*WHAT THIS TASK INVOLVES*. An exact copy of every entry is needed, without the pictures.

-- Opening Marker --

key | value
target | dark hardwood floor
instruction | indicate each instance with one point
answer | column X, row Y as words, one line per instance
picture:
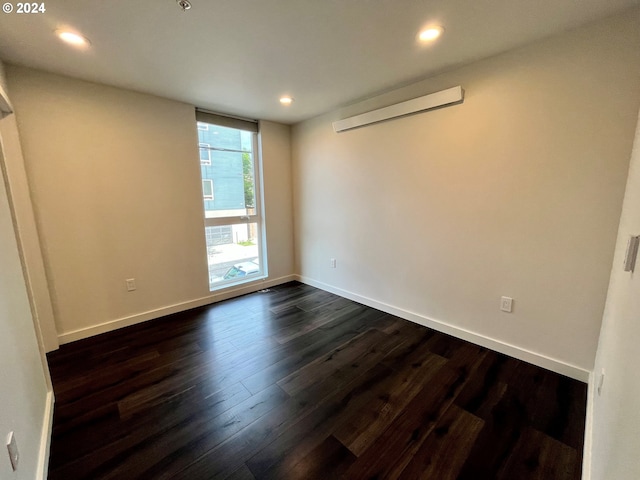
column 295, row 382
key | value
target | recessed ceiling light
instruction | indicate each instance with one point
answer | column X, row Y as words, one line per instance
column 430, row 33
column 73, row 38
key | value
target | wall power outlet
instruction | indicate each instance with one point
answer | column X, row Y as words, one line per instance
column 12, row 447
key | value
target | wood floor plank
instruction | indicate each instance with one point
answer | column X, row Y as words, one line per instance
column 388, row 456
column 360, row 431
column 196, row 395
column 445, row 450
column 329, row 460
column 539, row 457
column 289, row 425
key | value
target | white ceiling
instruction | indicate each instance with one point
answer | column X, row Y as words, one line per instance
column 240, row 56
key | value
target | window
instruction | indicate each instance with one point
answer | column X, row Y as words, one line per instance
column 233, row 223
column 205, row 153
column 207, row 189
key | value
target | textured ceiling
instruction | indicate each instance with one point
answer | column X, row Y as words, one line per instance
column 240, row 56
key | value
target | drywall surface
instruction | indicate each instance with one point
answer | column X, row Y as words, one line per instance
column 616, row 418
column 515, row 192
column 23, row 396
column 115, row 183
column 37, row 286
column 275, row 145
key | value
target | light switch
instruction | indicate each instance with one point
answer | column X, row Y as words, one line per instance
column 632, row 253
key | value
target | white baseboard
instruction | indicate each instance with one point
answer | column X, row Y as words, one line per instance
column 588, row 428
column 45, row 438
column 538, row 359
column 231, row 292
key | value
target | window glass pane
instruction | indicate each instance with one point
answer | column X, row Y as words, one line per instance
column 228, row 162
column 232, row 252
column 207, row 189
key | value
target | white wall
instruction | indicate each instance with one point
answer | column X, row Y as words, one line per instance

-- Closing Marker --

*SOLUTION FOR THIS TASK*.
key | value
target | dark hardwood floor
instruction | indicate each instance with one point
answer | column X, row Y as words, one line per instance
picture:
column 295, row 382
key | value
target | recessed ceiling light
instruction | indicate each instance with one point
answer | column X, row Y as words, one line per instance
column 430, row 33
column 73, row 38
key | value
target | wall power outlet
instruction | indicate each instance with one point
answer | column X, row Y as words, one line per instance
column 12, row 447
key | value
target | wood floor plank
instruction | indicate each instance with one point
answer | column X, row Y as words, one line per instance
column 388, row 456
column 360, row 431
column 196, row 395
column 445, row 450
column 329, row 460
column 539, row 457
column 289, row 425
key | value
target | white ceiling
instruction | indicate each instance with one point
answer | column X, row Y as words, one line per instance
column 240, row 56
key | value
target | window
instruction | indicate each instance with one point
answer | column X, row Y as words, one line per instance
column 233, row 223
column 205, row 153
column 207, row 189
key | value
target | textured ceiling
instruction | indicate each instance with one point
answer | column X, row Y as words, one line per instance
column 240, row 56
key | value
target | drywall surface
instruction | indicate each instance with one point
answer | column X, row Y as words, one line per instance
column 616, row 418
column 515, row 192
column 23, row 396
column 115, row 183
column 37, row 286
column 275, row 145
key | value
target | light switch
instruction | indicate each instance with one point
answer | column X, row Y as words, one line per instance
column 632, row 253
key | value
target | white baseboard
instruction | indicate each instance with one point
answer | column X, row Y as words, one line per instance
column 588, row 428
column 45, row 438
column 538, row 359
column 231, row 292
key | value
target | window glass pane
instruction | indicate each instance with one point
answer | column X, row Y as words, one line per instance
column 228, row 162
column 232, row 252
column 207, row 189
key | value
target | white wall
instruction | indicate each instance with one point
answer | column X, row Y as words, one line per instance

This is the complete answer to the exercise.